REQUIRED WORK
Omit the images, then output each of the records below exactly.

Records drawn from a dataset

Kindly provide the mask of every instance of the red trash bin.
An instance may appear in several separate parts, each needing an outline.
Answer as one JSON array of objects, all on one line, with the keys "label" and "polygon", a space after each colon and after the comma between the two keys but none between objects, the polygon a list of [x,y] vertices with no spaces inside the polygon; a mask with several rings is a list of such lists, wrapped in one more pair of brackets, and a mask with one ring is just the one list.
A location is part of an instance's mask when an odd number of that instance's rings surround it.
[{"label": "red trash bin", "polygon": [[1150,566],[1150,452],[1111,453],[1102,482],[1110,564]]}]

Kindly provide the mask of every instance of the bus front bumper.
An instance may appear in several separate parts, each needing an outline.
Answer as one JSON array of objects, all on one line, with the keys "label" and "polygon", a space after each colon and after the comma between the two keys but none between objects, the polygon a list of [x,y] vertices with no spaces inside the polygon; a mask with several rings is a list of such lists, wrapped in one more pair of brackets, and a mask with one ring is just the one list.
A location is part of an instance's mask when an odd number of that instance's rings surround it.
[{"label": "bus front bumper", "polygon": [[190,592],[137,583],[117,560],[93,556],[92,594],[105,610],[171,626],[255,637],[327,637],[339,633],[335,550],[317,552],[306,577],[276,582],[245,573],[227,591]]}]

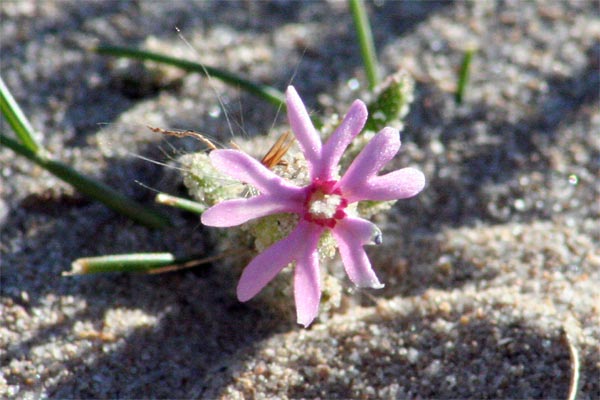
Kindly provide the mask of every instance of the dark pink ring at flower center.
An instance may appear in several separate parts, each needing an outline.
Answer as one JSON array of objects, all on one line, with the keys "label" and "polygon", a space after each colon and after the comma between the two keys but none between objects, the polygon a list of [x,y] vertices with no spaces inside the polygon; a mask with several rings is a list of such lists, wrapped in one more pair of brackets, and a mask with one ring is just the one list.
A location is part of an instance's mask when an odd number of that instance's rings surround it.
[{"label": "dark pink ring at flower center", "polygon": [[[345,208],[348,206],[348,200],[342,197],[342,191],[337,188],[334,190],[337,181],[321,181],[316,178],[307,188],[306,200],[304,201],[304,219],[332,229],[338,220],[346,216]],[[324,212],[315,212],[313,206],[315,203],[322,203],[327,206],[329,199],[339,201],[335,205],[335,210],[330,210],[326,215]]]}]

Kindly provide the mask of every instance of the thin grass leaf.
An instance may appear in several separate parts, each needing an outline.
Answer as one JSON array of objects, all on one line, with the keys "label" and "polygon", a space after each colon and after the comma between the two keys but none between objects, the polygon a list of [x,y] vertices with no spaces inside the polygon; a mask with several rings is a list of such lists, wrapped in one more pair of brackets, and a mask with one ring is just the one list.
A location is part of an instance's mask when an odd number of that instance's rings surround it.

WRITTEN RESPONSE
Kindly provide the mask of every instance of the red trash bin.
An instance may appear in several separate parts, each needing an outline.
Answer as one JSON array of objects, all on one line, with the keys "label" and "polygon", a space after each colon and after the comma between the two keys but none between objects, the polygon a list of [x,y] vertices with no spaces inside the polygon; a mask with several rings is a list of such lists, wrapped in one more pair of brackets, and a mask with one ring is just the one list.
A location is part of an instance's mask when an odd number of that instance's rings surround it.
[{"label": "red trash bin", "polygon": [[1150,566],[1150,452],[1111,453],[1102,482],[1110,564]]}]

Kindly provide the mask of every instance of the bus front bumper.
An instance may appear in several separate parts, each needing an outline.
Answer as one JSON array of objects, all on one line, with the keys "label" and "polygon", a space after each colon and after the comma between the two keys but none between objects, the polygon a list of [x,y] vertices with no spaces inside the polygon; a mask with several rings is a list of such lists, wrapped in one more pair of brackets, and a mask with one ring is just the one list.
A location is part of an instance's mask when an odd number of that instance's rings surround it.
[{"label": "bus front bumper", "polygon": [[190,592],[137,583],[117,560],[93,556],[92,594],[105,610],[171,626],[255,637],[327,637],[339,633],[335,550],[317,552],[306,577],[276,582],[245,573],[227,591]]}]

Kindly provide the mask of every instance of the dark pink ring at flower center.
An instance may appear in several separate parts, each needing an outline.
Answer as one JSON array of objects, all on one line, with the keys "label" and "polygon", a space after each colon and after the comma between the two keys but none between objects, the polygon a list of [x,y] vertices with no spaces inside the polygon; a mask with several rings is a list of such lists, wrapped in one more pair of brackets, and a mask with one ring is just the one list.
A location is part of an instance's mask when an odd number of that instance's rings surround it.
[{"label": "dark pink ring at flower center", "polygon": [[[345,208],[348,206],[348,200],[342,197],[342,191],[337,188],[334,190],[337,181],[321,181],[316,178],[307,188],[306,200],[304,201],[304,219],[332,229],[338,220],[346,216]],[[324,212],[315,212],[313,206],[315,203],[322,203],[327,206],[329,199],[339,201],[335,205],[335,210],[330,210],[326,215]]]}]

Kindly provide the mask of every instance of the thin grass leaf.
An instance may appear in several separate parts, each needing an outline.
Answer as one JSON array of objects, all on one line, with the keys "label" and "polygon", a space after each colon and after the comma between the two keys but none between objects, the polygon a list of [x,y] vertices with no spaces inside the polygon; a mask with several rings is a list of such lists, wrapped in one more pair of brackets, and a mask with one ring is just the one list.
A location is part of an instance's mask when an odd number of that instance's rings surround it.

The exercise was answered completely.